*Work instructions:*
Copy the records word for word, starting at the first line and ending with the line that contains "329;144;635;226".

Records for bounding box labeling
▶

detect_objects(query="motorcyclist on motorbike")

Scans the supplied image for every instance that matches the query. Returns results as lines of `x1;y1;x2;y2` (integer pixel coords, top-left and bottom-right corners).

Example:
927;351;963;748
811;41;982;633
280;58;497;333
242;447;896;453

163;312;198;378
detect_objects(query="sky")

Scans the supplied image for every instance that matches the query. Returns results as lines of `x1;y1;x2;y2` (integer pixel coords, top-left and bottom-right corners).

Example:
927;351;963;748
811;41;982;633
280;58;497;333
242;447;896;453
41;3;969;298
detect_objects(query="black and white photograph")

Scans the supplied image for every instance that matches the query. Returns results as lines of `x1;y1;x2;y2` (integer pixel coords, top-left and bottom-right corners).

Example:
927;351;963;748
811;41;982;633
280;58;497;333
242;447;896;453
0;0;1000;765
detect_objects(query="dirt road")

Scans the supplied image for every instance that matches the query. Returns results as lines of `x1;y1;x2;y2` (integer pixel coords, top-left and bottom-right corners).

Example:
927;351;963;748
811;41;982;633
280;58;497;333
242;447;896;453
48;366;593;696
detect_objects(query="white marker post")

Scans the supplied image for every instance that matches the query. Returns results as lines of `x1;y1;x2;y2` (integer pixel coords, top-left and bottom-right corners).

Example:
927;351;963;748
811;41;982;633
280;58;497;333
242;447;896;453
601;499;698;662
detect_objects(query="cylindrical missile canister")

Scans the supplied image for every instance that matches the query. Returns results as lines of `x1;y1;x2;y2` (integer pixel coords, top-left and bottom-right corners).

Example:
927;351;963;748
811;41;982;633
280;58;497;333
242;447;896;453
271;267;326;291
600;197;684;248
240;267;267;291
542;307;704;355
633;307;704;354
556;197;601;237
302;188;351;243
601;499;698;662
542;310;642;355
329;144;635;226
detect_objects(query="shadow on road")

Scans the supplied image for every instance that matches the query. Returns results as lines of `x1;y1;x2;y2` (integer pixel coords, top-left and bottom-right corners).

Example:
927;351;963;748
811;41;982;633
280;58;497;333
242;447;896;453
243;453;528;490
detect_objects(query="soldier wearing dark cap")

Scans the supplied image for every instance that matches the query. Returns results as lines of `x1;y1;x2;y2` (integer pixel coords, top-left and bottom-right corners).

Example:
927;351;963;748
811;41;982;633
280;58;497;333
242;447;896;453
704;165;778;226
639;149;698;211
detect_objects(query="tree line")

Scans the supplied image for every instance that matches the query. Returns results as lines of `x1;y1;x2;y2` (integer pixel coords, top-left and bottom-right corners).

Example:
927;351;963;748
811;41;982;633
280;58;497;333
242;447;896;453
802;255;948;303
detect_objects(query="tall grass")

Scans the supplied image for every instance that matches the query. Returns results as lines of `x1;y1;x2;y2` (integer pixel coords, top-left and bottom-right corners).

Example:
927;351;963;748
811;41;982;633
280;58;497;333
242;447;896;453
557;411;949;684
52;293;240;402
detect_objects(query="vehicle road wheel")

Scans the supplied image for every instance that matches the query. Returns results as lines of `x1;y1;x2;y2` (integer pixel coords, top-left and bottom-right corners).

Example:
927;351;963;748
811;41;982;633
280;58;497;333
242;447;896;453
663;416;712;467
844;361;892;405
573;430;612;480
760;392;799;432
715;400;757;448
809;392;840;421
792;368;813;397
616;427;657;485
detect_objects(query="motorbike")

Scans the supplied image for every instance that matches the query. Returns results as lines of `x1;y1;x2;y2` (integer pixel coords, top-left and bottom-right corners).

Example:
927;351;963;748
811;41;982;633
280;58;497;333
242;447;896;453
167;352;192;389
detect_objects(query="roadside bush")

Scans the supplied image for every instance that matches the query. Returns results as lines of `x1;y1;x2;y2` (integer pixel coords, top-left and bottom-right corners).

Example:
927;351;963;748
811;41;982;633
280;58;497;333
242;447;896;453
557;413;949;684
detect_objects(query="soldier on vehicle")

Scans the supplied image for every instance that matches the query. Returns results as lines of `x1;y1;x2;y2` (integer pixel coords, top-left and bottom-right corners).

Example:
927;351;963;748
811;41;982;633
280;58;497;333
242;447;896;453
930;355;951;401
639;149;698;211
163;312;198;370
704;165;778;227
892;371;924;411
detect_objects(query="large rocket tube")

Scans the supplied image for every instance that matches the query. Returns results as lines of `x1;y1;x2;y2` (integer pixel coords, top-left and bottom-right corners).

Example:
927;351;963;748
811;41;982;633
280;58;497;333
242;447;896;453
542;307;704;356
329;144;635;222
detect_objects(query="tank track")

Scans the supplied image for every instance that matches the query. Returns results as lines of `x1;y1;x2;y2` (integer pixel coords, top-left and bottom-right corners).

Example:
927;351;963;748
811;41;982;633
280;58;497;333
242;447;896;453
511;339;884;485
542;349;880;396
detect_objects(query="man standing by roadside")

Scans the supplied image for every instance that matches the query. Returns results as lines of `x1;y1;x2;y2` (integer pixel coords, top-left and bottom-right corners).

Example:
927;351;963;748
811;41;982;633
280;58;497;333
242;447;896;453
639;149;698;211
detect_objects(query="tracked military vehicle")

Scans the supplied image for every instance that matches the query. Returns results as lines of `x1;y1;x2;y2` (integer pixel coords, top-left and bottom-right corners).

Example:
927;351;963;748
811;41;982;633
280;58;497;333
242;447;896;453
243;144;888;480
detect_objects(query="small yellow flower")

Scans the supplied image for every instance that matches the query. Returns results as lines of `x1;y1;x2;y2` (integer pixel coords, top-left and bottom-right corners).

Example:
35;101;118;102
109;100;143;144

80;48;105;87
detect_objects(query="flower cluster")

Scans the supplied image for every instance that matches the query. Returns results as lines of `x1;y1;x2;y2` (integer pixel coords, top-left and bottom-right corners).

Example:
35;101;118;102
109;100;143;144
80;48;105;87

◀

*Response:*
detect_objects(query="motorcyclist on motorbike")

Scans the supplied image for every instance that matches the query. Returns results as lines of `x1;y1;x2;y2` (integer pixel coords, top-left and bottom-right corners).

Example:
927;351;963;748
811;41;982;633
280;58;497;333
242;447;896;453

163;312;198;378
detect_objects(query="sky")

Scans the supplied image for every instance that matches the query. Returns results as lines of `x1;y1;x2;y2` (integer pixel coords, top-left and bottom-right corners).

Example:
927;351;963;748
811;41;982;633
280;58;497;333
242;447;896;453
41;3;969;298
detect_objects(query="black and white photograph")

Scans the supplied image for every instance that matches the query. Returns results as lines of `x1;y1;x2;y2` (integer pixel coords, top-left and bottom-right corners).

Example:
927;351;963;748
811;41;982;633
280;58;497;333
242;447;896;453
0;0;1000;765
detect_objects(query="dirt road")

Scans the supplied image for every instance that matches the query. Returns results as lines of `x1;y1;x2;y2` (integer pixel coords, top-left and bottom-right corners).

Example:
927;351;963;748
811;41;982;633
280;58;497;333
242;447;896;453
48;366;593;696
detect_objects(query="white marker post")

Scans the supplied image for every instance that matches the query. Returns results as lines of `x1;y1;x2;y2` (integer pixel coords, top-left and bottom-right corners).

Example:
927;351;963;748
811;41;982;633
280;58;497;333
242;447;896;453
601;499;698;662
detect_objects(query="cylindrical missile canister")

Scans the supplied image for every instance that matches the query. Returns results as lines of `x1;y1;x2;y2` (integer pixel coords, top-left and bottom-right corners).

Example:
927;351;963;748
811;41;982;633
280;58;497;333
242;447;896;453
271;267;326;291
600;197;684;248
240;267;267;291
542;307;704;355
633;307;704;354
556;197;601;237
302;188;351;243
601;499;698;662
542;310;642;355
329;144;635;226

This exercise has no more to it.